[Coordinate annotation data]

begin

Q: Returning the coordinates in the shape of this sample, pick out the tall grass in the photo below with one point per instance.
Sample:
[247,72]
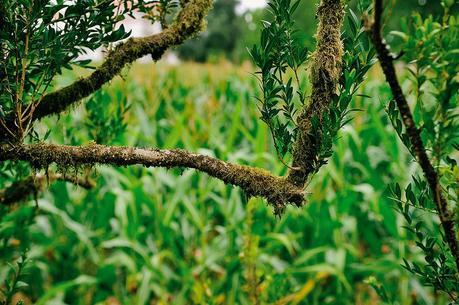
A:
[156,236]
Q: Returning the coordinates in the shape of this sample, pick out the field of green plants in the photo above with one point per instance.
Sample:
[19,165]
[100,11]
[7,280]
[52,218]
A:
[157,236]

end

**Required task:** Convert the data above into a JSON list of strings, one string per line, skipping blank lines and leaving out the pictures.

**Full response:**
[
  "Q: Returning the coordinates in the shape of this sample, pick out the tall grass in the photo below with one point per instance.",
  "Sample:",
  "[247,72]",
  "A:",
  "[156,236]",
  "Q: Returning the coordinates in the shape of this sample, pick out the field of green plants in the photo above with one point per instance.",
  "Sample:",
  "[19,165]",
  "[100,11]",
  "[7,280]",
  "[52,218]",
  "A:",
  "[157,236]"
]